**THE PROBLEM**:
Count the lines in the records below that contain the word "curtain", and give only that count.

(Data excerpts)
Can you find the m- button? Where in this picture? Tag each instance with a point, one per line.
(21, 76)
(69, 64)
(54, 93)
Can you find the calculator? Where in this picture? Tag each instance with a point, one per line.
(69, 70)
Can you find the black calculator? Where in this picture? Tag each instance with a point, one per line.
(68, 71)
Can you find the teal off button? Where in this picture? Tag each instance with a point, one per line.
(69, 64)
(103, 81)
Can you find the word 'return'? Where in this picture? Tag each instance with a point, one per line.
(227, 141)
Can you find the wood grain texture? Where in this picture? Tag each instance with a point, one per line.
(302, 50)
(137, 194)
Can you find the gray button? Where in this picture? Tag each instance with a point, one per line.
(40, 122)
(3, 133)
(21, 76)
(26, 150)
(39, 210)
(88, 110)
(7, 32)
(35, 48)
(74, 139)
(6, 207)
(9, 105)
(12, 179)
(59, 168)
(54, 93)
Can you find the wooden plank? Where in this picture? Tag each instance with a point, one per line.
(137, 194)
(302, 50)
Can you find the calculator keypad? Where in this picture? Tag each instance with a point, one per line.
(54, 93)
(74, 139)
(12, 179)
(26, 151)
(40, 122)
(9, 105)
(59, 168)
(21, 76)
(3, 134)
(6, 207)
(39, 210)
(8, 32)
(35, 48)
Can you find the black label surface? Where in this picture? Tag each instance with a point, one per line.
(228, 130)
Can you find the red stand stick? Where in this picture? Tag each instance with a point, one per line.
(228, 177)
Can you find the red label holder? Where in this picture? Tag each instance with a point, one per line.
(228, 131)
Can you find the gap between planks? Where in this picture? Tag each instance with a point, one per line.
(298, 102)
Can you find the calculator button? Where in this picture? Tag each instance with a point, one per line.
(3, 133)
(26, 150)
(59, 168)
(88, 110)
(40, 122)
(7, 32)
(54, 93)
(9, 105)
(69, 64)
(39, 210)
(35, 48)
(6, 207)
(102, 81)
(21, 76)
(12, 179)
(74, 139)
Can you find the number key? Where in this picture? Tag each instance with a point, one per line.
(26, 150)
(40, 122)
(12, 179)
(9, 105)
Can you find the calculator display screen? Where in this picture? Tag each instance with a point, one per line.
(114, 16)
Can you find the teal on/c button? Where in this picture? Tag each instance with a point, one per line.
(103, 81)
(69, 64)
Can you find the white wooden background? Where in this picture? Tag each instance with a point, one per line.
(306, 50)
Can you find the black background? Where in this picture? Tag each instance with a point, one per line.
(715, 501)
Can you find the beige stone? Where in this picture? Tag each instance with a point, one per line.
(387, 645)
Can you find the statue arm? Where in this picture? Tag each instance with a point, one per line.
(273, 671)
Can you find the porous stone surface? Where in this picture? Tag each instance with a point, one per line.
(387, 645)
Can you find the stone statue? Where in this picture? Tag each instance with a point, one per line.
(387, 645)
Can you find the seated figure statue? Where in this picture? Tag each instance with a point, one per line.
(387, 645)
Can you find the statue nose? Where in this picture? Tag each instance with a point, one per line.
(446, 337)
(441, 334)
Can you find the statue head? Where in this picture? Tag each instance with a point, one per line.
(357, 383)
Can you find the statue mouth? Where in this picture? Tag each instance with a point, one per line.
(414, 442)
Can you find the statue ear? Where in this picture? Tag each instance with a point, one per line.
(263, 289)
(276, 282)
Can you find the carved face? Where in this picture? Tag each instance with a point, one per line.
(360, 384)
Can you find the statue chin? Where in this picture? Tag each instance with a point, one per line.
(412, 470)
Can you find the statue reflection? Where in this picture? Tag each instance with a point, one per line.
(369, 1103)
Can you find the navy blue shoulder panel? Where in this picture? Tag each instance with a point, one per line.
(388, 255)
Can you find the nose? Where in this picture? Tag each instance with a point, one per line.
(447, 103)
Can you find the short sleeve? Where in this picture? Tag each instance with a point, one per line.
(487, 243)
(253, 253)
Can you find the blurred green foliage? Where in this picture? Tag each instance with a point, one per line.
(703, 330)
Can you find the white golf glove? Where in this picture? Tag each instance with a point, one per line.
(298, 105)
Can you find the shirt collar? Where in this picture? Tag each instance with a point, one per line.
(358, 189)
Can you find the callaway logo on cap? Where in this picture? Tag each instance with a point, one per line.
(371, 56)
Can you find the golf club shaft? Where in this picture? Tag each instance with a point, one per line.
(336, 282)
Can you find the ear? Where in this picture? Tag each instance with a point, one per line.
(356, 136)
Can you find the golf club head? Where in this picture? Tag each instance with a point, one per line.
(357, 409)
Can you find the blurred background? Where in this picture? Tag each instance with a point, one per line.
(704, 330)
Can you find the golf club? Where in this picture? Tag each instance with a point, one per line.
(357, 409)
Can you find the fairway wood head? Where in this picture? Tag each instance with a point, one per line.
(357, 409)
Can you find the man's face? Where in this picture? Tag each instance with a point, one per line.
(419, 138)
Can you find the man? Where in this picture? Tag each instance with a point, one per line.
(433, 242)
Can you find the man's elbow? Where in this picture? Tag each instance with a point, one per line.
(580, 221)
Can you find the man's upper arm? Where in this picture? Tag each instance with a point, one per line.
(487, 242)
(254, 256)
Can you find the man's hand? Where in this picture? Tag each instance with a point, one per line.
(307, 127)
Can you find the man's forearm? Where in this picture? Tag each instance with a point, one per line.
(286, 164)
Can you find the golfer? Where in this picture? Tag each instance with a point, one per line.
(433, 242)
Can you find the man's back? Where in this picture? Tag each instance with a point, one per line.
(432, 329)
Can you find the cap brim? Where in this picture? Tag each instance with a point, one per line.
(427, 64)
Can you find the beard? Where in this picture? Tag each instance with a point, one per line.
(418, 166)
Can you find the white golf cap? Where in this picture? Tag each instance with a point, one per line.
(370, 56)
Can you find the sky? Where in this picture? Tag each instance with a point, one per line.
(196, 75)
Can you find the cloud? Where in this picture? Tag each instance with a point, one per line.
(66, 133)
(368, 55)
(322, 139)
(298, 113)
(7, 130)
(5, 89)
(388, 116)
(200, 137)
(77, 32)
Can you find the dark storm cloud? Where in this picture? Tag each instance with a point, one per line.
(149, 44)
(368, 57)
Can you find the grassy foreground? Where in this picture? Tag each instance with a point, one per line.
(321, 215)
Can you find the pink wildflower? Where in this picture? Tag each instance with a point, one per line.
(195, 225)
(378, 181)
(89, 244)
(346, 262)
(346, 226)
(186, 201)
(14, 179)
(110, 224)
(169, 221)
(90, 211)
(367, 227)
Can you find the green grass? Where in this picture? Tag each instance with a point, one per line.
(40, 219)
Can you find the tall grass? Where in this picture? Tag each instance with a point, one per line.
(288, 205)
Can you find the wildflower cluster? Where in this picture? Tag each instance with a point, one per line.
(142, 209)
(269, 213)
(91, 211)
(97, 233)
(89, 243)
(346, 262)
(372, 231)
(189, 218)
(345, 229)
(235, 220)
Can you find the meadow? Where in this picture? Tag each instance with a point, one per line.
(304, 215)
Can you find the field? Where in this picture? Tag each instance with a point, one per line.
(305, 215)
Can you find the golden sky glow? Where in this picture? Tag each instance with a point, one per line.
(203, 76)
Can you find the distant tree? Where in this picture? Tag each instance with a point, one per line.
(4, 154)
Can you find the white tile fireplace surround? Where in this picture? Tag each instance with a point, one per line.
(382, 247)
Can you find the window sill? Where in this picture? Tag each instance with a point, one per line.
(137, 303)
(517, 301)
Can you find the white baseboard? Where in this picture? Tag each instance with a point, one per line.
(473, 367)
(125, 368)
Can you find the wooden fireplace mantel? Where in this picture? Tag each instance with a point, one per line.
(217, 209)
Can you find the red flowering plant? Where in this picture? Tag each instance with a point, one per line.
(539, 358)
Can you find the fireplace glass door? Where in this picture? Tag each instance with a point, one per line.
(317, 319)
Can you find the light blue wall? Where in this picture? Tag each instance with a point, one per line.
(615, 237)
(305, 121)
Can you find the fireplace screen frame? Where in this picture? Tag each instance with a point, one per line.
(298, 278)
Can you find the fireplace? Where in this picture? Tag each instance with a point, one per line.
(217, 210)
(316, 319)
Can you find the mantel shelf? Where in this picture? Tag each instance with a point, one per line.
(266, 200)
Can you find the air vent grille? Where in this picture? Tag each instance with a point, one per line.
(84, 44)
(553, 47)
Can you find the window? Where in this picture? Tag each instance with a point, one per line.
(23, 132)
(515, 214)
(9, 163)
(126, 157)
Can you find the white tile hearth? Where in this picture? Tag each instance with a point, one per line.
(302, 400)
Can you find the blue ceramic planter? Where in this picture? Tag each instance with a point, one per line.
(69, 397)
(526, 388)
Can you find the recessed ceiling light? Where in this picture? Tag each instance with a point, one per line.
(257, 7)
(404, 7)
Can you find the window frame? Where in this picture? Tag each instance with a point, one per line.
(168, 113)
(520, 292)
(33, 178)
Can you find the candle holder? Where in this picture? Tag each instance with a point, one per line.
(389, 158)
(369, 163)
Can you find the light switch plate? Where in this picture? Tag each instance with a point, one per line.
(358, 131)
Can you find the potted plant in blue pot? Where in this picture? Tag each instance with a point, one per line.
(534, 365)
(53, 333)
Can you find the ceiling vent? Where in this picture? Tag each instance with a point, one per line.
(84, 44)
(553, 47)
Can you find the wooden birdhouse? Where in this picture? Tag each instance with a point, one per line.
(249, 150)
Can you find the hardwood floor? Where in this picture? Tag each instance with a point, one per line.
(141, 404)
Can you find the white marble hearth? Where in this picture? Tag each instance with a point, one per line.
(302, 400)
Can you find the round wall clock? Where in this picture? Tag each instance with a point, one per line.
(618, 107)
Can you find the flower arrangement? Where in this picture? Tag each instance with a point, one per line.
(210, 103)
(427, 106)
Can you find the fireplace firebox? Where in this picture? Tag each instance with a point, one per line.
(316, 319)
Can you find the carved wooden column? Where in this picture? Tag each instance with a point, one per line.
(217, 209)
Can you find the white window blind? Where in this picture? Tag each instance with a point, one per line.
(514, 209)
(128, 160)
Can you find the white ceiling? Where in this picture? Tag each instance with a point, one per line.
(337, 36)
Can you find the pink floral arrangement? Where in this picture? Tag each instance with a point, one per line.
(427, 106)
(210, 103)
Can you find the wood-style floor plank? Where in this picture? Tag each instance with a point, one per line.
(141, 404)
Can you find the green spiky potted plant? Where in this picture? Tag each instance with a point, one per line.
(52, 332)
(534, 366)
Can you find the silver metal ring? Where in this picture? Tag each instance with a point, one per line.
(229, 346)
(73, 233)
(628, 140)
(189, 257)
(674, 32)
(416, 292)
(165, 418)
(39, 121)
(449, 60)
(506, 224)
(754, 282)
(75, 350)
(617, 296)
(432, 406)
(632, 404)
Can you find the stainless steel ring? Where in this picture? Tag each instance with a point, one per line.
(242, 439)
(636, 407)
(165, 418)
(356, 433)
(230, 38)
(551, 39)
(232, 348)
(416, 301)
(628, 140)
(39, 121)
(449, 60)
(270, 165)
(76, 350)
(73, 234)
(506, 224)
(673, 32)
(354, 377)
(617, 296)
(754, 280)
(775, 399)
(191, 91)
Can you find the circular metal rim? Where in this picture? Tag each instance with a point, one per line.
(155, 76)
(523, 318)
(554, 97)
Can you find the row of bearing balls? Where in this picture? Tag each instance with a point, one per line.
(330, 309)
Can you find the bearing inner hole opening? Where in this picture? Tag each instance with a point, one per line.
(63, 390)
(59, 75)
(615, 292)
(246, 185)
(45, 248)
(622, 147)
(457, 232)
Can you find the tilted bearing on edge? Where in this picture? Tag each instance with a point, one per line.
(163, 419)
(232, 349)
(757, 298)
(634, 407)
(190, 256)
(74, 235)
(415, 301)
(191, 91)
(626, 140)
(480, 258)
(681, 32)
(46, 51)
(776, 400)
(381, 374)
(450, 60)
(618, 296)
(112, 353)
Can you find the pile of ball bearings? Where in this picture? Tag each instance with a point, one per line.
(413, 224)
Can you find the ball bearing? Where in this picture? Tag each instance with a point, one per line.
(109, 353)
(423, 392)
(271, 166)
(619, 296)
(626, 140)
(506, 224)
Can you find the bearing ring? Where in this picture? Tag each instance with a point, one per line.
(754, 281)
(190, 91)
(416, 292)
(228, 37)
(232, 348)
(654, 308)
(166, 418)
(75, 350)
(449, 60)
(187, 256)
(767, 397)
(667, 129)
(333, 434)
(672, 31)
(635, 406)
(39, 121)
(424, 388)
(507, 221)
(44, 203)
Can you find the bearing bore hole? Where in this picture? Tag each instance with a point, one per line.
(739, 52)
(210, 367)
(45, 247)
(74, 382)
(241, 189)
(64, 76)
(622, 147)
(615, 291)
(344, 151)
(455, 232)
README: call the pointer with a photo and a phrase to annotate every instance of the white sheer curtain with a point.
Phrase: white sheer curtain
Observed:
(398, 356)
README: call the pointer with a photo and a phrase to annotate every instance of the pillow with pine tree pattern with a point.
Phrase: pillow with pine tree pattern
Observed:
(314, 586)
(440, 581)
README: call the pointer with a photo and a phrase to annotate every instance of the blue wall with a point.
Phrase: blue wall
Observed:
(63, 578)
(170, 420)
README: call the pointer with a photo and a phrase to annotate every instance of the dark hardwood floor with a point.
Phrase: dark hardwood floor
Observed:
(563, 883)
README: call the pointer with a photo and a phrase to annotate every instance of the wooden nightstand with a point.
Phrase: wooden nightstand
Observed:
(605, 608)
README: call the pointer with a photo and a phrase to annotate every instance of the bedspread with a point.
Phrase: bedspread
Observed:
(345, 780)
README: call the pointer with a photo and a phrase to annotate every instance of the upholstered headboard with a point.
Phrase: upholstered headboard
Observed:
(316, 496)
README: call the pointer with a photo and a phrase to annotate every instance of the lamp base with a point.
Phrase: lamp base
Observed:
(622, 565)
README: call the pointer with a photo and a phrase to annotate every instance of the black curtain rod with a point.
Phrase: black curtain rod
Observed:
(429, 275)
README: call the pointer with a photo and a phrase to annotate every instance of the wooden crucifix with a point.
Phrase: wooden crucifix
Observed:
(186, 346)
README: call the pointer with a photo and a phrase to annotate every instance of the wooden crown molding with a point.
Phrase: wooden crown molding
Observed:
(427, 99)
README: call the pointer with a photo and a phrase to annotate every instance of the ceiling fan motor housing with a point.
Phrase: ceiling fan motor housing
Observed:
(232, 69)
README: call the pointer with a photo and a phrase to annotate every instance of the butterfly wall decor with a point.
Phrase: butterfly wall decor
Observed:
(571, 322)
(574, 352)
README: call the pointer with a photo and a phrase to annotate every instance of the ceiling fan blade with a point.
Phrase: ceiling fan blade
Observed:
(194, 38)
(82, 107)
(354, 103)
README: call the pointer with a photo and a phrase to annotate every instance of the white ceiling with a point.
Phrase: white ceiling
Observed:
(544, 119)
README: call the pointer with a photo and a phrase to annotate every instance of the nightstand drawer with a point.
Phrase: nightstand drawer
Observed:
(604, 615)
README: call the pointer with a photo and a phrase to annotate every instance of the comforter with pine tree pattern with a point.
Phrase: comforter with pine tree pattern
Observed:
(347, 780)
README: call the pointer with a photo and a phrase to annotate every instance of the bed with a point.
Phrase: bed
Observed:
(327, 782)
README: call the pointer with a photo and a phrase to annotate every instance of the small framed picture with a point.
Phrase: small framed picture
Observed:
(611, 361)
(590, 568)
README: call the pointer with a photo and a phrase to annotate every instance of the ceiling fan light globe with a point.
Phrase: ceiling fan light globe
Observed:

**ANSWER BOX**:
4